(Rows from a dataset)
※
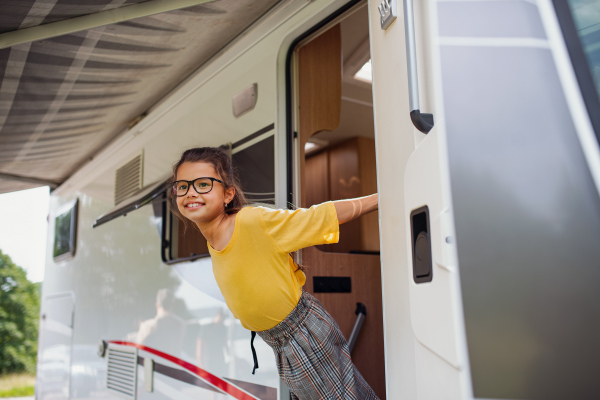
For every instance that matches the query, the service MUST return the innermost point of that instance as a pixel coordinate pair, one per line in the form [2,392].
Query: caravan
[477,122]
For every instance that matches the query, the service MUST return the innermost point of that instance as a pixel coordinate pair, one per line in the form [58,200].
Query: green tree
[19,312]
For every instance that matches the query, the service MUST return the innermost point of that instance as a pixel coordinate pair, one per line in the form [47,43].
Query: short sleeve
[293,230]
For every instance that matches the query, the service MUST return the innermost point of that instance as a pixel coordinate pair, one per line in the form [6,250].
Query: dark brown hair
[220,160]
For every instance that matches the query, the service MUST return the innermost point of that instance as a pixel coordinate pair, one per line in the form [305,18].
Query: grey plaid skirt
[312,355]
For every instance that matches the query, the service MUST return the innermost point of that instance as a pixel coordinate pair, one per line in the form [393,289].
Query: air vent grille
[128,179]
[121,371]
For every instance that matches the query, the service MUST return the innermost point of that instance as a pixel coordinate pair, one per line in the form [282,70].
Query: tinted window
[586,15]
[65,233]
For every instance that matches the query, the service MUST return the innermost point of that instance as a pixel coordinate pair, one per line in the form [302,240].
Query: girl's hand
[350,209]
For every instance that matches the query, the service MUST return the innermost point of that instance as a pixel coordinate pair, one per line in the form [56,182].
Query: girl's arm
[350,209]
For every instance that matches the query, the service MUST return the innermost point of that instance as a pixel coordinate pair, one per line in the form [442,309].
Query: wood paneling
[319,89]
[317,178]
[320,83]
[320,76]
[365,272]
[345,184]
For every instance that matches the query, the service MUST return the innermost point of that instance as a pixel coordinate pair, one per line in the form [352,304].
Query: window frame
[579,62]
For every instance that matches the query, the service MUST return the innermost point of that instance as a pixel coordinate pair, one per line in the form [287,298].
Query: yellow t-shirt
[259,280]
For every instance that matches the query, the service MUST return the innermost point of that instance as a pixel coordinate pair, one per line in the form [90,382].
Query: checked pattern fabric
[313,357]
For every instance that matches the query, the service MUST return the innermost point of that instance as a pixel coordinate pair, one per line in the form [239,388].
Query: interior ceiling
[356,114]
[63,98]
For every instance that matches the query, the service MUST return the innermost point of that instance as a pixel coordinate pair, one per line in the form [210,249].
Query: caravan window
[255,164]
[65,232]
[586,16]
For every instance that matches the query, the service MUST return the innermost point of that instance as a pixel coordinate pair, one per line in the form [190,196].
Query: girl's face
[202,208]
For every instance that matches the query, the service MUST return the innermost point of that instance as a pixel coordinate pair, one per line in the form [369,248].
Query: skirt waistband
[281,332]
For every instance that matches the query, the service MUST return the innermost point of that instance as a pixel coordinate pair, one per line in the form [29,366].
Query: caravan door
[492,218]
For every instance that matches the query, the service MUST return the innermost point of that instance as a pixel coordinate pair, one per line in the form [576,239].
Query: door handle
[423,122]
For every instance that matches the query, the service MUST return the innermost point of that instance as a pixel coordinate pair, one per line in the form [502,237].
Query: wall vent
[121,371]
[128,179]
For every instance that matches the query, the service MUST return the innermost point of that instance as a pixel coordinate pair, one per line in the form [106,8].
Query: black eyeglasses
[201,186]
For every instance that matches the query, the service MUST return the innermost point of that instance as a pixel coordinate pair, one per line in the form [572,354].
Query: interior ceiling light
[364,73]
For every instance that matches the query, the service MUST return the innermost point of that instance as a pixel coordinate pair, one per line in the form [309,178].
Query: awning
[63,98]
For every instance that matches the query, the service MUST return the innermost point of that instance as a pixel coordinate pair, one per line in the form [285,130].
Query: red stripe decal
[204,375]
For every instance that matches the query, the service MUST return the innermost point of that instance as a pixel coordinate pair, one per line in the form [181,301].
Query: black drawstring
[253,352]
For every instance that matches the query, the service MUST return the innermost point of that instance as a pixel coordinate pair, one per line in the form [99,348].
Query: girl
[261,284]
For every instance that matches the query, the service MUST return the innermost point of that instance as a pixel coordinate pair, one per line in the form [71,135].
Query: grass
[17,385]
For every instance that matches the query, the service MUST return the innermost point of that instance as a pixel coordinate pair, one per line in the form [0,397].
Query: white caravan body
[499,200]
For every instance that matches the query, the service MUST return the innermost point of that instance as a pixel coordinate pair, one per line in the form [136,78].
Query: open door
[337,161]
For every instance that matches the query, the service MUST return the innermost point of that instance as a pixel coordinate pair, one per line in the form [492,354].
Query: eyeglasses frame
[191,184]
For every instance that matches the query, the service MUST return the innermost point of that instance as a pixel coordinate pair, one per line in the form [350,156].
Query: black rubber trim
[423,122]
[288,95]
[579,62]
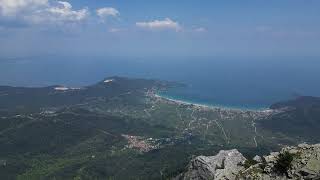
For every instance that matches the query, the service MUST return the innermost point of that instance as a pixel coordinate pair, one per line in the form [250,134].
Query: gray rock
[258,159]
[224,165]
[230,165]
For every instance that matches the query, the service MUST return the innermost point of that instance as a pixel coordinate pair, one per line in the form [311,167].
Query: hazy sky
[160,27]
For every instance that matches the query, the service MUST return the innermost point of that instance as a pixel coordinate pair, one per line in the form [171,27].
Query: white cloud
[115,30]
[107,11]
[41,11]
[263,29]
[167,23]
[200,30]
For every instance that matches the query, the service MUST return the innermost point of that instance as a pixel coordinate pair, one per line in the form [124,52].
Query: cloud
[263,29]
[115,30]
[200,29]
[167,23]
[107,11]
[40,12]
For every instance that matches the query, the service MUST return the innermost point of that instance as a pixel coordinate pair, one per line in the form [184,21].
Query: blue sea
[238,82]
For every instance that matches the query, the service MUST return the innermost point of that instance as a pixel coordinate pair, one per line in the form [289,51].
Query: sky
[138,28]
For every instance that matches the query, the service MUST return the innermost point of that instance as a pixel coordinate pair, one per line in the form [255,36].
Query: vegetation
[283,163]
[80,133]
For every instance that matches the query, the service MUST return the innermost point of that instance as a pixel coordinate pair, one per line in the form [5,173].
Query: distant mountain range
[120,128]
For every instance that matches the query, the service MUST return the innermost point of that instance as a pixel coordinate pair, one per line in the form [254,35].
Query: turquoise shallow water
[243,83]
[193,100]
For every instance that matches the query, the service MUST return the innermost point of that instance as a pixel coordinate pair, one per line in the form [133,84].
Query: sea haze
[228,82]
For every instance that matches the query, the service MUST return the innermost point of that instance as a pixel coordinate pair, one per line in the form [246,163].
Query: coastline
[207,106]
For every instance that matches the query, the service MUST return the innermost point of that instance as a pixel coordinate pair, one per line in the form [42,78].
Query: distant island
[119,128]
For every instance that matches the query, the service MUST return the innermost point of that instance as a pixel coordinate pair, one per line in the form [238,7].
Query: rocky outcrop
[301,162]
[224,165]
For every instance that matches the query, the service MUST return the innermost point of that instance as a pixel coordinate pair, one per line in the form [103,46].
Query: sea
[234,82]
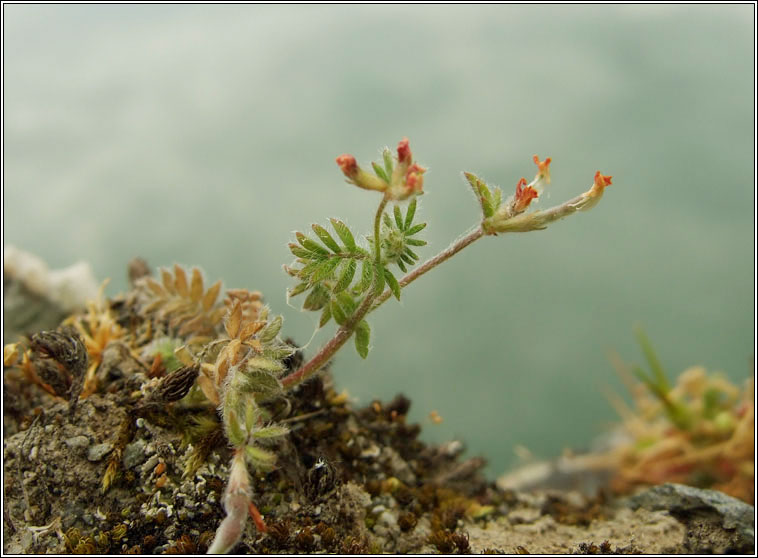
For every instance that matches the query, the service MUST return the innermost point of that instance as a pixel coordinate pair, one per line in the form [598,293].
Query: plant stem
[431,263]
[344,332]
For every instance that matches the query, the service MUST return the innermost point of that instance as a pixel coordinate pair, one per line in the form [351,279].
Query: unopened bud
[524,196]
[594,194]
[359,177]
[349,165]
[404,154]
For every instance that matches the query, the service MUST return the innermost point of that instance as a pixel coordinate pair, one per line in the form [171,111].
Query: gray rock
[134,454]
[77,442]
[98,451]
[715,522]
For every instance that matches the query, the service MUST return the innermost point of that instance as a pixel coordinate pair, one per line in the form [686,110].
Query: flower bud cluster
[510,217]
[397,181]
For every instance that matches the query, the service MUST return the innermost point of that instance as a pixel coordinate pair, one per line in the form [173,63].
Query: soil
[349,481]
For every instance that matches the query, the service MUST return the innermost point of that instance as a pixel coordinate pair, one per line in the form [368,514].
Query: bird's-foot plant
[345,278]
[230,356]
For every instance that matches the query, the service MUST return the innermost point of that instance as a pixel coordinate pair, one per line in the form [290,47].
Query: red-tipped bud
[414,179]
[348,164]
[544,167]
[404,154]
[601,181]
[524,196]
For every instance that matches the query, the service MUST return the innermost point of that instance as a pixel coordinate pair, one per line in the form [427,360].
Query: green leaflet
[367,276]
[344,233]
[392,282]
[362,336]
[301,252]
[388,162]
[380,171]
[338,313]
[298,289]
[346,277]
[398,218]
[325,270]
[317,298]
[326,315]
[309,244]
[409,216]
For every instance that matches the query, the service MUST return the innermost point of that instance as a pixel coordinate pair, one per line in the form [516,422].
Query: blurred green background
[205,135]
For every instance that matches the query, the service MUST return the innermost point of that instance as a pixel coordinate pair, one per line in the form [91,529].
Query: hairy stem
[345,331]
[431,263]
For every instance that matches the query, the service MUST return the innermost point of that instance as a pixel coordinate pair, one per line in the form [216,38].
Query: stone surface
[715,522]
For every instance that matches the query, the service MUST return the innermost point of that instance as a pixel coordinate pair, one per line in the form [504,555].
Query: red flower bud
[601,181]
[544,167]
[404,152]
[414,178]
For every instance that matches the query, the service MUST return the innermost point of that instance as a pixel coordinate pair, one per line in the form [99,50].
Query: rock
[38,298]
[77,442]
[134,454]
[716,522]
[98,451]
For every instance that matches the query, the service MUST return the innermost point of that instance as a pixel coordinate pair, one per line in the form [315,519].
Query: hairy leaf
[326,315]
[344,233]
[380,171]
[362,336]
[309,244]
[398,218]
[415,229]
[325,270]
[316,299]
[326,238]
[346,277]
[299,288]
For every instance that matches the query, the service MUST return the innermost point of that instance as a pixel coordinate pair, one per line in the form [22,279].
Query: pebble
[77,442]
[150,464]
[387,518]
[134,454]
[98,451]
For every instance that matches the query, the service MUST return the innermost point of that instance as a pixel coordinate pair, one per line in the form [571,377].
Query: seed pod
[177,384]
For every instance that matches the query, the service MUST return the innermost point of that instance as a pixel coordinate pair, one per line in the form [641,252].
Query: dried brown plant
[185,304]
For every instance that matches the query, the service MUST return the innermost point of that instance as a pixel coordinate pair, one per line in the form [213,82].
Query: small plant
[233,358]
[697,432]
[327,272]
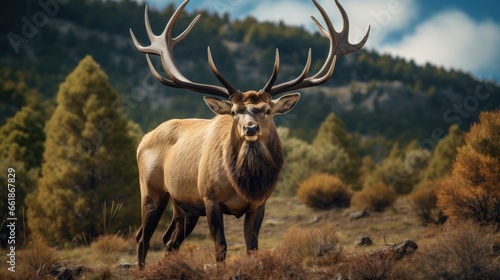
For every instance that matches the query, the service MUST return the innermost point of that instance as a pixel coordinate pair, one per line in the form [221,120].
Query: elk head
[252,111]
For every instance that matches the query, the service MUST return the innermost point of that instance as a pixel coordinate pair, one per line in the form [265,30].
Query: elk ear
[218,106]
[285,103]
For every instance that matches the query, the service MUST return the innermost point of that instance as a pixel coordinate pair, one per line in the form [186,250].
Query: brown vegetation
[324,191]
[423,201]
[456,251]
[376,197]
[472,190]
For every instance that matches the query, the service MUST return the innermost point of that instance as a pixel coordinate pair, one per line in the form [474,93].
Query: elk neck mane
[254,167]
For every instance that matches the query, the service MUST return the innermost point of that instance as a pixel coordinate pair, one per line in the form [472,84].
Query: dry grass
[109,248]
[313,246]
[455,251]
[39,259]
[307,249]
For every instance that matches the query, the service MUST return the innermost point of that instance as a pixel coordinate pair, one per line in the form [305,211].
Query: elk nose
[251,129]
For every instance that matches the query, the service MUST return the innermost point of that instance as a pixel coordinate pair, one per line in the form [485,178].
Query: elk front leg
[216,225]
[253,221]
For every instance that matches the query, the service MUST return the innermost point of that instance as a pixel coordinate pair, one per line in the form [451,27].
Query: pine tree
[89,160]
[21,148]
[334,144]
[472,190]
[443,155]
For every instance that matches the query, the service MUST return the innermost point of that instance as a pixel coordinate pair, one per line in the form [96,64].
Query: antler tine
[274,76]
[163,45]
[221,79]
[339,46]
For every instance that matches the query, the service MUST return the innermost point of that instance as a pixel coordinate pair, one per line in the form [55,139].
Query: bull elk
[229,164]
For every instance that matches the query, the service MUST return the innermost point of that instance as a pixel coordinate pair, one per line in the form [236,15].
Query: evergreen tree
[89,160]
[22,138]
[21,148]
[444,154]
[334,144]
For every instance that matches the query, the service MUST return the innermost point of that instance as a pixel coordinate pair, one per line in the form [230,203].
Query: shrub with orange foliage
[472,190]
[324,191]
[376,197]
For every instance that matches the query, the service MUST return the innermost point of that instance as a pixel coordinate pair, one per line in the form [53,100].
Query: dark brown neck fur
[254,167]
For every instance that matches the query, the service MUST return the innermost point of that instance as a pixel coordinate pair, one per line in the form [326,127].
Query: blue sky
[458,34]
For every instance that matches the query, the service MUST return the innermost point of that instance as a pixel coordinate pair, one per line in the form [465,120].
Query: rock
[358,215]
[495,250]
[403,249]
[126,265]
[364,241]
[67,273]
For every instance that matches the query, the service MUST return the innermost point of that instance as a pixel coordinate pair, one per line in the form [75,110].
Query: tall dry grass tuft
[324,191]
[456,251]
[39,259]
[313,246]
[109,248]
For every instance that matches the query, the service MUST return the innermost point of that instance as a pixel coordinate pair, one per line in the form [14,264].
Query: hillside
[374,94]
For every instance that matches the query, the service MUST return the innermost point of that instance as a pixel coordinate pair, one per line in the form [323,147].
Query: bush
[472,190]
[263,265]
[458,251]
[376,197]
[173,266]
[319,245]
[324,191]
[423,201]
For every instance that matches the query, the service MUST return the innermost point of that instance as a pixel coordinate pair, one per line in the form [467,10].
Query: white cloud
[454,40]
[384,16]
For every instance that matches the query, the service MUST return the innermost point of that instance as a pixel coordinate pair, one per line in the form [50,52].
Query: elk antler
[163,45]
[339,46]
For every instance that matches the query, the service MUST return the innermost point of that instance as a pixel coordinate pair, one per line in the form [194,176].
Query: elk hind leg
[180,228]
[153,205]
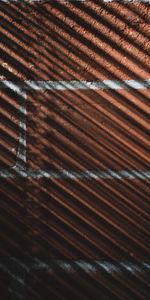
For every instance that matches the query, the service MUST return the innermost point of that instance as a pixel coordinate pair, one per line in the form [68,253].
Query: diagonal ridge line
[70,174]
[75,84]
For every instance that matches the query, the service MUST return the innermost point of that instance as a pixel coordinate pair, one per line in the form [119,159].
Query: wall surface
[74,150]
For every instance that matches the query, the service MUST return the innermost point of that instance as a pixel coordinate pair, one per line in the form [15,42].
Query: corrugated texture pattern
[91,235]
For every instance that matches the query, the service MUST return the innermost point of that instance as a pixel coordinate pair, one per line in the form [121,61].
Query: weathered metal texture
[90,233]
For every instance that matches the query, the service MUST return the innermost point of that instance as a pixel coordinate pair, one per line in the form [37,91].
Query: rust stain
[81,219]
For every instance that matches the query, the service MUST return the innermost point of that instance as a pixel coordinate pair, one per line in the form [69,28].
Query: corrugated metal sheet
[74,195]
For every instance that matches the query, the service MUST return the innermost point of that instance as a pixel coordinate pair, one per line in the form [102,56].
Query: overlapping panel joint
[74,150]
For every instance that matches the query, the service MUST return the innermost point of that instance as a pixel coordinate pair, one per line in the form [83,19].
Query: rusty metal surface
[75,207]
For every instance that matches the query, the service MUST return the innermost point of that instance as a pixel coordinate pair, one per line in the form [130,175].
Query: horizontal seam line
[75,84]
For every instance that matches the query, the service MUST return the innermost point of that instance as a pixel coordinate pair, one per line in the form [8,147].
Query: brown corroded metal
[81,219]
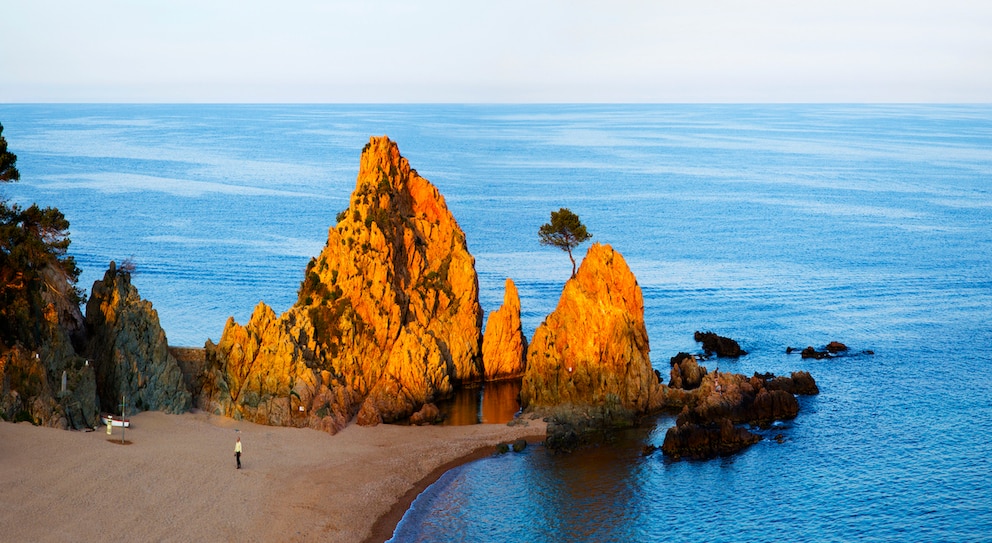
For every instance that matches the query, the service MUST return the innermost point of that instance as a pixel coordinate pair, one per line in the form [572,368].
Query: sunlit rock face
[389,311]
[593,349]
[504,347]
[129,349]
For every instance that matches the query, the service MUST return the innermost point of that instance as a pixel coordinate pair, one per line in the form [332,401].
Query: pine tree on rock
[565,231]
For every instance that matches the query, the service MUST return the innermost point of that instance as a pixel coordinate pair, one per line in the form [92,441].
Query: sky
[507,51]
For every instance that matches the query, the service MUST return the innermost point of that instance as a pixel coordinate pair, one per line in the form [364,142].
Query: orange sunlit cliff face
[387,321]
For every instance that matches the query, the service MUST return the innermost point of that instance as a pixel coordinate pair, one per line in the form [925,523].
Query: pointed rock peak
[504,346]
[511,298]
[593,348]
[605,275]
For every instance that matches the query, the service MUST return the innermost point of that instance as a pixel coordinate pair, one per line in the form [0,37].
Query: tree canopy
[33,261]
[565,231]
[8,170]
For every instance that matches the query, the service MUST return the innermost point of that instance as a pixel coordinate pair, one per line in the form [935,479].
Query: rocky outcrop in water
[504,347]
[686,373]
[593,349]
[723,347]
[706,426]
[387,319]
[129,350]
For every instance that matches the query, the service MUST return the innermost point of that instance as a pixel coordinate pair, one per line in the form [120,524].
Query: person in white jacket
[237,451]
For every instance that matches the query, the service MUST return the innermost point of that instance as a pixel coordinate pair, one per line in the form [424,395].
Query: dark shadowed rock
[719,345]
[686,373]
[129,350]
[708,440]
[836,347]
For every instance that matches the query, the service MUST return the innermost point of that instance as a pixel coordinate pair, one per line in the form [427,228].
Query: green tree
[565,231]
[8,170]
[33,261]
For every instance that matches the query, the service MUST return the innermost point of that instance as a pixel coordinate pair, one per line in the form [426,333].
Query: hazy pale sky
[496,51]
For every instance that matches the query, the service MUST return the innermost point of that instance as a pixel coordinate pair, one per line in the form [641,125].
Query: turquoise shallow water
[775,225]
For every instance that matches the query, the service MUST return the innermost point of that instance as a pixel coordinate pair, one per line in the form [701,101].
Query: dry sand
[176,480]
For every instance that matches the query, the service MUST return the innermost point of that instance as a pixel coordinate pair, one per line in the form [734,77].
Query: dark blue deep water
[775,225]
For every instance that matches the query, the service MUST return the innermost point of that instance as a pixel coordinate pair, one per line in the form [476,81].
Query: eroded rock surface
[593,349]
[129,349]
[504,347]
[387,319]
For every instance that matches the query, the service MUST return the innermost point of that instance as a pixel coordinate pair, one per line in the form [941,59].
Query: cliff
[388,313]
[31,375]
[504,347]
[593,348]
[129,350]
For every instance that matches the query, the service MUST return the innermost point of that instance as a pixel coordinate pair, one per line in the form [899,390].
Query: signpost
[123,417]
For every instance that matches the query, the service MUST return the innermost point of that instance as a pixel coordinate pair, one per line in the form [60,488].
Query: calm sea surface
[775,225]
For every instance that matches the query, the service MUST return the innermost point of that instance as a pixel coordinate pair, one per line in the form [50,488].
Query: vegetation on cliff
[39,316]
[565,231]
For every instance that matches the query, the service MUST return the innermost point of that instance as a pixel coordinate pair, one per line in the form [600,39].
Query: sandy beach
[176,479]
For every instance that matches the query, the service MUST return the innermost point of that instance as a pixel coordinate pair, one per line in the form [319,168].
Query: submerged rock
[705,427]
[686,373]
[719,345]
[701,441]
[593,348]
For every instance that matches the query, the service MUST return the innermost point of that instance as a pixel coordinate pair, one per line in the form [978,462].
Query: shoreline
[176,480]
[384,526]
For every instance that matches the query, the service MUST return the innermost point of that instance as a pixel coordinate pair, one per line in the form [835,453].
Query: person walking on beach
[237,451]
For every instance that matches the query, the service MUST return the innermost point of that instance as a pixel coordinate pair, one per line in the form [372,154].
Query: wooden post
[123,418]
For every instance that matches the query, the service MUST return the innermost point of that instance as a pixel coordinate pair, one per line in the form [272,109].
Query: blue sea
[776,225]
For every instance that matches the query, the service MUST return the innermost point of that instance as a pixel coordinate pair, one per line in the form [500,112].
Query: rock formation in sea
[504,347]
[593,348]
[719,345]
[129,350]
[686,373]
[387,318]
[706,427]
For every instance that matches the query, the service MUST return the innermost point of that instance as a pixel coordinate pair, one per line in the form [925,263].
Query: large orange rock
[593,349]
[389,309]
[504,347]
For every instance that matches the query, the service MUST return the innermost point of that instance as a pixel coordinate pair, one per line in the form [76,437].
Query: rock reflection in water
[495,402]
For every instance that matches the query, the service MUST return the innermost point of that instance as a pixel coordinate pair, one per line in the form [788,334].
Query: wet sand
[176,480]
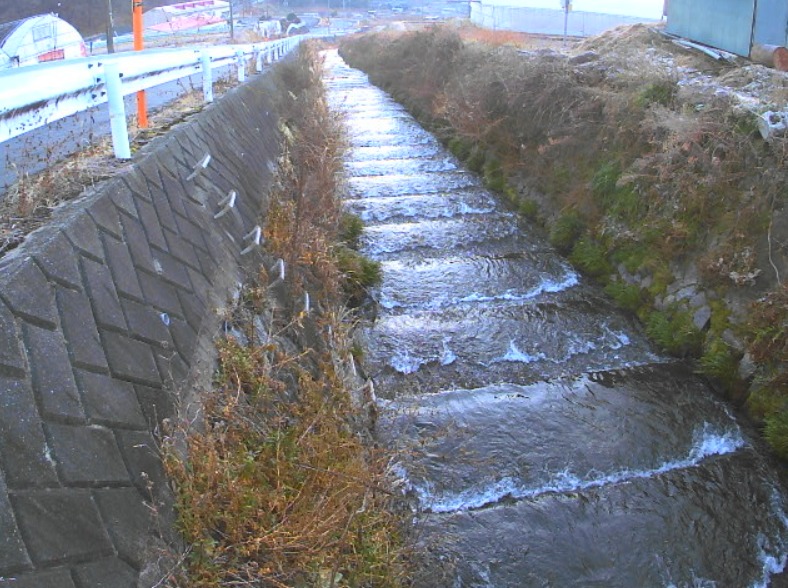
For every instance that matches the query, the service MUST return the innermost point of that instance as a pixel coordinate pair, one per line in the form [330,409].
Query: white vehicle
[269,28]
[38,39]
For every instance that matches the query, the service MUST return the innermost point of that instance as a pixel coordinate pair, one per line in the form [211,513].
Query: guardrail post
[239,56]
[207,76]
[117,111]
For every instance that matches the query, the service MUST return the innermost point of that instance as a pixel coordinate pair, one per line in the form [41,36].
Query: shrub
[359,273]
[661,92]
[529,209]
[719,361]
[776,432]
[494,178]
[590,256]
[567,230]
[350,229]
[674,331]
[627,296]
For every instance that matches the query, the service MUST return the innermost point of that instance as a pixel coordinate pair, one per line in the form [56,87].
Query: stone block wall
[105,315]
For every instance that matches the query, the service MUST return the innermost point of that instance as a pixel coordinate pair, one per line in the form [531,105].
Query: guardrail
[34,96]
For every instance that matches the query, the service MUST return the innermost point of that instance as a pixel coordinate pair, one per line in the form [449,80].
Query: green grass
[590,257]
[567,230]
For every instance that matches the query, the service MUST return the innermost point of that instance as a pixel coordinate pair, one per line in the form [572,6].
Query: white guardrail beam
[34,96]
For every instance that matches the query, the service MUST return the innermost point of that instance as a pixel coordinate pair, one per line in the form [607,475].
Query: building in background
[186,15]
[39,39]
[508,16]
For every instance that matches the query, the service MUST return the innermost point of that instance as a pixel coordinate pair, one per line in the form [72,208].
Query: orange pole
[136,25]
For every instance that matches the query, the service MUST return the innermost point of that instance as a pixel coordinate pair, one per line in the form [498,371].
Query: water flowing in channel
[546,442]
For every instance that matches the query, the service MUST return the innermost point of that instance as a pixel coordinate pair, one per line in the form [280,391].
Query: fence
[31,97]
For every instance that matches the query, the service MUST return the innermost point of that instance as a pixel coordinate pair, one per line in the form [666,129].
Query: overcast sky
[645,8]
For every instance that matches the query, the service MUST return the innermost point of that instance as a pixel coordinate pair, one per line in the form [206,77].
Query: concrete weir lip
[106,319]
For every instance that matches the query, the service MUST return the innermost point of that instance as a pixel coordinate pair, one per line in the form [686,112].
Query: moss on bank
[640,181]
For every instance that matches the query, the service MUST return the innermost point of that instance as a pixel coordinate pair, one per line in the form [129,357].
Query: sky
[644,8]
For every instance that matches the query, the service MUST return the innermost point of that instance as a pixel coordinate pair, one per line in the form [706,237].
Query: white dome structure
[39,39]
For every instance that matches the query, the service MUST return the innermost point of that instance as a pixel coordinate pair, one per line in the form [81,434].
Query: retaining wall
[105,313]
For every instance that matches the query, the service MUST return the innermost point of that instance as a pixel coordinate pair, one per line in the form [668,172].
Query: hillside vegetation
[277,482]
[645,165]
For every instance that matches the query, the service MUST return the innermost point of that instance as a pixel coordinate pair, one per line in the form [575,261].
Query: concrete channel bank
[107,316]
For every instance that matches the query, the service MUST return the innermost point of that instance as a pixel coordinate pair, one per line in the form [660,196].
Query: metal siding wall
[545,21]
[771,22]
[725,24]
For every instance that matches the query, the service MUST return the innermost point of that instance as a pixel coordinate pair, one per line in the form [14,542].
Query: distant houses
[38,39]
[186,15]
※
■ Work instructions: Only the lines from the one that contains "the form [686,112]." to the end of the data should be output, exactly as they appear.

■ Correct answer:
For every instance that matches the query, the service MUST return the innermost point of that instance as a pixel coordinate pair, one per line in the form [686,112].
Query: moss on bank
[640,181]
For every instance that matches the query, the service MUST return the innermost point of that instance as a pixel coordinate pair, one per line in the form [129,357].
Query: sky
[644,8]
For every instance that matches the query, the service MUST return the innermost point of that instance as a pixel coordinate pair, one per line in the form [706,237].
Query: white dome structure
[39,39]
For every instance that matches the query, the service MUST return the innermost point of that instance as a pixel coordinate pair, one per line in the form [81,434].
Query: retaining wall
[105,313]
For every instance that matches the query, the service MUST return the innermost point of that instance as a pixel coordinate pair, one per line in the form [668,172].
Query: hillside vegetation
[277,482]
[645,165]
For every instance that matches the query, the service MUST return the innermost point of that instance as a pixel coordinate pair, one per line in the form [575,261].
Query: concrete channel bank
[107,316]
For every instance that matches the query, the service MUST return the innermost point of that instance as a pixel coordinate pair, one per line in the form [660,196].
Query: metal siding wall
[545,21]
[771,22]
[725,24]
For every instance that matches the query, the service MUST return the innermost point of that instance as a pixel coordinate pair, one per line in the form [14,542].
Query: distant houses
[38,39]
[186,15]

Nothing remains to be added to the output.